**Problem details**: In the Katie Sherrod biography, what award did the Texas Women's Political Caucus name her for 1986?

Supplied passage Start Marker

- Born: St. Louis, Missouri, U.S.
- Education: University of Houston
- Occupation: Journalist

= Katie Sherrod =

American journalist

Katie Sherrod is an American journalist who was inducted into the Texas Women's Hall of Fame in 1987. In 1991, she was fired from the Fort Worth Star-Telegram over accusations of plagiarism.

== Biography ==
Sherrod was born in St. Louis, the third of four children. Her family moved out Iraan, Texas, where her father was employed as the only physician/surgeon in town, his wife Judy a nurse. Katie was educated at Incarnate Word in San Antonio. Sherrod went to college at the University of Houston, graduating in three years. After graduating, she was hired by the Fort Worth Star-Telegram. She became the first woman to write an opinion column at the newspaper, and that column soon became the most popular one in the paper. In 1972, her stories on rape led to the establishment of the rape crisis center in Texas. Several other of her stories provided the basis of a 1978 movie, Battered, and led to Women's Haven, a United Way Worldwide sponsored organization, being founded. Sherrod later became metropolitan editor at the Texas Star. She has received a National Endowment for the Humanities fellowship to Princeton University, and has twice won the Chrysalis Award of the Texas Women's Political Caucus and was named 1986 Woman of the Year by the caucus.

In 1991, over accusations of plagiarism, Sherrod was fired from the Star-Telegram. The action was taken due to a "substantial duplication between a column written by Katie Sherrod in June of 1991 and a feature story written by William Booth of The Washington Post in December of 1990. ... There's not any question in our minds that we have an exact match, or a very close match."

Sherrod currently serves as communications director for the Episcopal Diocese of Fort Worth.

Supplied passage End Marker
Information supplied Start Marker

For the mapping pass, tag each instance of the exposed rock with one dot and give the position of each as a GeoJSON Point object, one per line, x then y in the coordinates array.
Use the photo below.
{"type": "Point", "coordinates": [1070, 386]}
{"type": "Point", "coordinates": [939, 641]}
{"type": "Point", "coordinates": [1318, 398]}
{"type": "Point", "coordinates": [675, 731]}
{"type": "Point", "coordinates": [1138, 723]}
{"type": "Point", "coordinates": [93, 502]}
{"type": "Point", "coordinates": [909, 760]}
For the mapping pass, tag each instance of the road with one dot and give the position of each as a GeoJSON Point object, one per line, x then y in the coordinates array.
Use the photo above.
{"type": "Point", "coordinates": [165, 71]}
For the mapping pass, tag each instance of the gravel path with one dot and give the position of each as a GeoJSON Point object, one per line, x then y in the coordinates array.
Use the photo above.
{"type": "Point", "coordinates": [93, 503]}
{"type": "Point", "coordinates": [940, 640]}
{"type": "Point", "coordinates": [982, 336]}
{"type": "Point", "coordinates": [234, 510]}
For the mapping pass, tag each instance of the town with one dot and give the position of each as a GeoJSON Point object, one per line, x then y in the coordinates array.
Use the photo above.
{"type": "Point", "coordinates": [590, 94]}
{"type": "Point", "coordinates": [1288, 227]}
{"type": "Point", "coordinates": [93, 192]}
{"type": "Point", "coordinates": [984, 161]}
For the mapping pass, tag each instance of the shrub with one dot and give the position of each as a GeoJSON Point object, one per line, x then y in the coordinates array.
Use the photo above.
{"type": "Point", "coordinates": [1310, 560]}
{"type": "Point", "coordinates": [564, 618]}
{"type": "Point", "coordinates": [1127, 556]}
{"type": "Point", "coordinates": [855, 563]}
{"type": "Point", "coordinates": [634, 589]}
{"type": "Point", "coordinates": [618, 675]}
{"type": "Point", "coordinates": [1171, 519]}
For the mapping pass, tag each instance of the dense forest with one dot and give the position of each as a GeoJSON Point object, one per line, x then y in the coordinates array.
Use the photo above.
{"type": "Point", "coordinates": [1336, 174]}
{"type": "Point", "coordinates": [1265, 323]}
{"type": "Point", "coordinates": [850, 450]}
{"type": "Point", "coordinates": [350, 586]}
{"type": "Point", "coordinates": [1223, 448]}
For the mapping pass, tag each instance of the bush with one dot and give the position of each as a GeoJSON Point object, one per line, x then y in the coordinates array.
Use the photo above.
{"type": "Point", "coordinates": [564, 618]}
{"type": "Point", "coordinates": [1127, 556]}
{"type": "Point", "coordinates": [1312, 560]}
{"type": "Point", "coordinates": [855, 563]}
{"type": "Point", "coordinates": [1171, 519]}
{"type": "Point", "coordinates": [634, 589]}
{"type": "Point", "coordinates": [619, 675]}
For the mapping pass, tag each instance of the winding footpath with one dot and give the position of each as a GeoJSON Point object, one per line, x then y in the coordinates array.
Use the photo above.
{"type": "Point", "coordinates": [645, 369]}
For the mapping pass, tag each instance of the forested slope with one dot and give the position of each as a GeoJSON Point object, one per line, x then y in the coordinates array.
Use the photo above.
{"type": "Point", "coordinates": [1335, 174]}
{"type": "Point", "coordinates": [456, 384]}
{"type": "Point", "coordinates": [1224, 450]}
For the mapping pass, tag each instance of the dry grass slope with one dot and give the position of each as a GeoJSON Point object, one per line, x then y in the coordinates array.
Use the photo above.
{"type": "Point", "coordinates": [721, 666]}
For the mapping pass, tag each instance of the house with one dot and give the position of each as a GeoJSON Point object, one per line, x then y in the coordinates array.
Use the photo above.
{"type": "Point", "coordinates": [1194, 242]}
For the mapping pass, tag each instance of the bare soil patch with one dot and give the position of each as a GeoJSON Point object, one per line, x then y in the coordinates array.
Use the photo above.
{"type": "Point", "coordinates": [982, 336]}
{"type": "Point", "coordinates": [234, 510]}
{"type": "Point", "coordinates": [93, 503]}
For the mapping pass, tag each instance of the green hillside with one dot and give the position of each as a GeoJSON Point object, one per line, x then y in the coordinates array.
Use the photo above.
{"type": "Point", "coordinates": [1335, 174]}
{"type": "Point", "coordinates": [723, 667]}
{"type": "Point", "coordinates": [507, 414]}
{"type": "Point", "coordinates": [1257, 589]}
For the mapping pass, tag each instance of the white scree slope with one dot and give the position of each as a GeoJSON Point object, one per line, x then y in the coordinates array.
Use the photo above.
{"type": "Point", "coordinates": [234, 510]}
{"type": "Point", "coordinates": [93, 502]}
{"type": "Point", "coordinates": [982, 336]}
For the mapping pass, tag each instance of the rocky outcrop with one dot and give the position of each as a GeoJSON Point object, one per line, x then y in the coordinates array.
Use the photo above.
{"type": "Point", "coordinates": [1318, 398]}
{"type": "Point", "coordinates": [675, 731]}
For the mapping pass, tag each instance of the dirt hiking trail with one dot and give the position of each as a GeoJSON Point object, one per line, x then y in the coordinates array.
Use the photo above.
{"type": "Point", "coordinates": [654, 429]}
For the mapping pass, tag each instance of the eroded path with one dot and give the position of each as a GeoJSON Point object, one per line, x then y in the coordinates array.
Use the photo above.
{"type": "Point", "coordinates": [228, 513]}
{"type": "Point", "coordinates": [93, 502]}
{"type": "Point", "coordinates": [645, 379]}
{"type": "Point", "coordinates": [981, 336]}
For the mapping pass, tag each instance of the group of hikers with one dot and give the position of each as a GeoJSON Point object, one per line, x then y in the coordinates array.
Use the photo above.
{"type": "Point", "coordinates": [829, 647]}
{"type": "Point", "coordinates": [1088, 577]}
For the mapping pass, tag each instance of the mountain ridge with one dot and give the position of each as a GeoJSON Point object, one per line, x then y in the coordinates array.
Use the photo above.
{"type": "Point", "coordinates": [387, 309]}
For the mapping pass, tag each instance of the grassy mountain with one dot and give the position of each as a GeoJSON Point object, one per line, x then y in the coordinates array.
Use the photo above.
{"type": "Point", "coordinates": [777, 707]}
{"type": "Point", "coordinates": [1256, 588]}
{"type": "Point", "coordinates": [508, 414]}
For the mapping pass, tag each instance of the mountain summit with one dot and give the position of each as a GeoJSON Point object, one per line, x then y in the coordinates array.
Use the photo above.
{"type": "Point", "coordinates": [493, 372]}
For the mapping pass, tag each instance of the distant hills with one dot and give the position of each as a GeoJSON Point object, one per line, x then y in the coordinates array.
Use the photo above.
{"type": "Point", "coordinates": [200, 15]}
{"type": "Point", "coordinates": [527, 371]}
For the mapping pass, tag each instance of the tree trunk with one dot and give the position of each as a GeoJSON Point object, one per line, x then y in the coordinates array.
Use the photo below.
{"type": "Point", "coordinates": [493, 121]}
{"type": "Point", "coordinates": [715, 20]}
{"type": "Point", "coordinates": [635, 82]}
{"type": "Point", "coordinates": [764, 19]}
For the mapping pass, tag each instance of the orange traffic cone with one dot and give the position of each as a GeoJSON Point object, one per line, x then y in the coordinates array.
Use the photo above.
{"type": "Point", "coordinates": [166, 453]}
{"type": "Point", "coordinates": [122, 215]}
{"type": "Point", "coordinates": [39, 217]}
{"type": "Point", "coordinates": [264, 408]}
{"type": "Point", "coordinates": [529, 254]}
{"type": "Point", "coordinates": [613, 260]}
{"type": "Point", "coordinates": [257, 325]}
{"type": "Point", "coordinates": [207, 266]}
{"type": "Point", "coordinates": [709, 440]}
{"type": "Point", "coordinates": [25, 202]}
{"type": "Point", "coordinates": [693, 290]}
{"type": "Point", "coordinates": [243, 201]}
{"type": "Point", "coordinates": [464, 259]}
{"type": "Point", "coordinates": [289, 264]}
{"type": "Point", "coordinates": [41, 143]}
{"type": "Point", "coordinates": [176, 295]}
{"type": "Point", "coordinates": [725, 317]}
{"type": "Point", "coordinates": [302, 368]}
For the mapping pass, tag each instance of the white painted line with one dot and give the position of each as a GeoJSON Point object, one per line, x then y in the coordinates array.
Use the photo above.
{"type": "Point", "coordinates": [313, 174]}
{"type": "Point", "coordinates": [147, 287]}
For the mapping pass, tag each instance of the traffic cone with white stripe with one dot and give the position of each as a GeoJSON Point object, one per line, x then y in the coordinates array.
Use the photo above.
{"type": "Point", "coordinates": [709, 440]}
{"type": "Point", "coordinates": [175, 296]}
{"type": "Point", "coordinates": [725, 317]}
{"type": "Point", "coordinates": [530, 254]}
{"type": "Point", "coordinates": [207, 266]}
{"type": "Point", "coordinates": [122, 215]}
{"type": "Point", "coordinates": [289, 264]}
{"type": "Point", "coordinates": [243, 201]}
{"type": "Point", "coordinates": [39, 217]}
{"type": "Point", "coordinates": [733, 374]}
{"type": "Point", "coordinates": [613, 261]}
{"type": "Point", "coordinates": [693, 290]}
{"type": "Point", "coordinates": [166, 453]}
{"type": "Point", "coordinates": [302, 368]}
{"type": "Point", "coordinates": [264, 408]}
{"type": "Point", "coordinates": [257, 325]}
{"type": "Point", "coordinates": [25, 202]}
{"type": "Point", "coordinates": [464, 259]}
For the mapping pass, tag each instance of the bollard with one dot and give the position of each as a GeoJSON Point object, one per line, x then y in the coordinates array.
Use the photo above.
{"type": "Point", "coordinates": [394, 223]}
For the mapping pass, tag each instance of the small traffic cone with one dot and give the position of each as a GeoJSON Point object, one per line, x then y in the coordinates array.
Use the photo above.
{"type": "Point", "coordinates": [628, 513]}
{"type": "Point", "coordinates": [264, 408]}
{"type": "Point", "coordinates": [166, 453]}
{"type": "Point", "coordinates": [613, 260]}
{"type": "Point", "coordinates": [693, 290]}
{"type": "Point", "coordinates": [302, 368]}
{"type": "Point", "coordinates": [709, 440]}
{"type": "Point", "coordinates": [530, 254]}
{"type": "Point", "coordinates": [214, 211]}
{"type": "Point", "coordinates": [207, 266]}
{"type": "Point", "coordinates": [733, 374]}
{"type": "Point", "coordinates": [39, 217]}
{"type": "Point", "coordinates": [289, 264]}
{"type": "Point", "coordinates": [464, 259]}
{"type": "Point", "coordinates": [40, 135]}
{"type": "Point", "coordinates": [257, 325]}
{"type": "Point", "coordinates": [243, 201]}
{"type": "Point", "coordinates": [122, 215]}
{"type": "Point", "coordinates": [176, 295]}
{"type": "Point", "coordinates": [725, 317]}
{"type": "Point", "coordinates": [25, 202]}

Information supplied End Marker

**Result of the task**: She was named the caucus's 1986 Woman of the Year.